◆ TASK TO CARRY OUT
Take the listing below and reproduce it in full. Change nothing.
-- DATA TO USE follows --
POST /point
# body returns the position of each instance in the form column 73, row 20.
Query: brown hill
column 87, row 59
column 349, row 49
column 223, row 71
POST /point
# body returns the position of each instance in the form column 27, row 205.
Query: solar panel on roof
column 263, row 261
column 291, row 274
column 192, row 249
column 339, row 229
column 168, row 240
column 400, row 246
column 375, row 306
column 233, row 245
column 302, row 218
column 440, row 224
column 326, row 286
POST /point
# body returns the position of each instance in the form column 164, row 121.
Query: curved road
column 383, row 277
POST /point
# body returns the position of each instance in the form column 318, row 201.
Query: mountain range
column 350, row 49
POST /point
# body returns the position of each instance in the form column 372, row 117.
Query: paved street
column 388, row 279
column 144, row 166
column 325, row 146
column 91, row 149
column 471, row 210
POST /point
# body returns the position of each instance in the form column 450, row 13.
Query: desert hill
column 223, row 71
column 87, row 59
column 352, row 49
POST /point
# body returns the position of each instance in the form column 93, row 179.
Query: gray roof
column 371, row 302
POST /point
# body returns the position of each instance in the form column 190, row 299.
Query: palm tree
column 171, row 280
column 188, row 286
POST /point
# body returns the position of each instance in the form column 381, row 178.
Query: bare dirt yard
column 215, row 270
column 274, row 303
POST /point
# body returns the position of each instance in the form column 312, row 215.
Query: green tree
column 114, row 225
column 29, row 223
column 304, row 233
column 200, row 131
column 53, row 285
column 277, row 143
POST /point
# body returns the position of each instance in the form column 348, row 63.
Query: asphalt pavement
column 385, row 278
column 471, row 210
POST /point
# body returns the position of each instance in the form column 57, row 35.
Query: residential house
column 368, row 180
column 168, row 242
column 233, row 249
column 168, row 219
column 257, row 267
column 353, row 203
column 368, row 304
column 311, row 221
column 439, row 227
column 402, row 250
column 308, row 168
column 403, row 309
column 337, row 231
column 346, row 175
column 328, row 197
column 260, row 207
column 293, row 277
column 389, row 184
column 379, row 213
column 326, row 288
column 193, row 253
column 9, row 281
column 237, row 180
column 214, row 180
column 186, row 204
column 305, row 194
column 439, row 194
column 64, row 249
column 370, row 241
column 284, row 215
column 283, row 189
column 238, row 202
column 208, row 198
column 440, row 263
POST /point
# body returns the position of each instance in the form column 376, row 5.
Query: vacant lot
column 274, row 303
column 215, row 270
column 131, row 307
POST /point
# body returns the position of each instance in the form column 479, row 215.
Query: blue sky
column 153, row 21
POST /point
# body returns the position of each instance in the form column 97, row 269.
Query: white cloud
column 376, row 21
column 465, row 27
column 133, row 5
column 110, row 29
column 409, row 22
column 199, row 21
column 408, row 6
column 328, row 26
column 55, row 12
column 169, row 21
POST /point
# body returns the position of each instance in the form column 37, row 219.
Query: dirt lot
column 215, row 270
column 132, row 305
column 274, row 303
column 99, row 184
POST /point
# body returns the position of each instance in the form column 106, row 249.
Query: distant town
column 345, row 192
-- DATA TO USE concluded --
◆ RESULT OF THIS TASK
POST /point
# body returns the position of each instance in the form column 73, row 20.
Query: brown hill
column 87, row 59
column 349, row 49
column 223, row 71
POST /point
# body returns the position of each instance in the form column 27, row 205.
Query: solar panel on roof
column 263, row 261
column 291, row 274
column 192, row 249
column 339, row 229
column 168, row 240
column 400, row 246
column 375, row 306
column 233, row 245
column 302, row 218
column 440, row 224
column 326, row 286
POST /point
# body returns the position of each instance in the form column 164, row 121.
Query: curved road
column 383, row 277
POST /point
# body returns the position of each instance in the form column 318, row 201.
Query: mountain range
column 350, row 49
POST /point
# body returns the position of each instance in the form column 372, row 117.
Query: paved street
column 388, row 279
column 144, row 166
column 325, row 146
column 91, row 149
column 471, row 210
POST /point
# body returns the position of each instance in the form column 450, row 13.
Query: desert hill
column 223, row 71
column 87, row 59
column 352, row 49
POST /point
# body returns the position of each instance in the form column 93, row 179.
Query: gray roof
column 371, row 302
POST /point
# body returns the position of each instance in the form column 190, row 299.
Query: palm tree
column 171, row 280
column 188, row 286
POST /point
# body returns the position of each instance in the form column 381, row 178.
Query: bare dirt yard
column 215, row 270
column 274, row 303
POST /point
# body returns the position of each instance in the form column 312, row 215.
Query: green tree
column 114, row 225
column 29, row 223
column 304, row 233
column 200, row 131
column 53, row 285
column 277, row 143
POST /point
# body returns the position of each instance in the form column 348, row 63.
Query: asphalt pavement
column 385, row 278
column 471, row 210
POST /point
# body returns the position of each instance in the form column 57, row 35.
Query: residential house
column 368, row 180
column 168, row 242
column 233, row 249
column 168, row 219
column 257, row 267
column 353, row 203
column 368, row 304
column 311, row 221
column 439, row 227
column 402, row 250
column 308, row 168
column 403, row 309
column 337, row 231
column 346, row 175
column 328, row 197
column 260, row 207
column 293, row 277
column 389, row 184
column 379, row 213
column 326, row 288
column 193, row 253
column 9, row 281
column 237, row 180
column 214, row 180
column 186, row 204
column 305, row 194
column 439, row 194
column 64, row 249
column 370, row 241
column 284, row 215
column 283, row 189
column 238, row 202
column 208, row 198
column 440, row 263
POST /point
# body returns the position of each instance in the form column 376, row 5.
Query: vacant lot
column 274, row 303
column 215, row 270
column 131, row 307
POST /point
# body returns the position of each instance in the form column 479, row 215.
Query: blue sky
column 153, row 21
POST /point
# body returns the position of each instance in the form column 97, row 269.
Query: white cloud
column 376, row 21
column 465, row 27
column 133, row 5
column 110, row 29
column 409, row 22
column 199, row 21
column 408, row 6
column 328, row 26
column 55, row 12
column 169, row 21
POST /point
# body returns the position of each instance in the form column 37, row 219.
Query: dirt lot
column 215, row 270
column 132, row 305
column 274, row 303
column 99, row 184
POST /point
# body returns the position of each instance in the form column 106, row 249.
Query: distant town
column 345, row 192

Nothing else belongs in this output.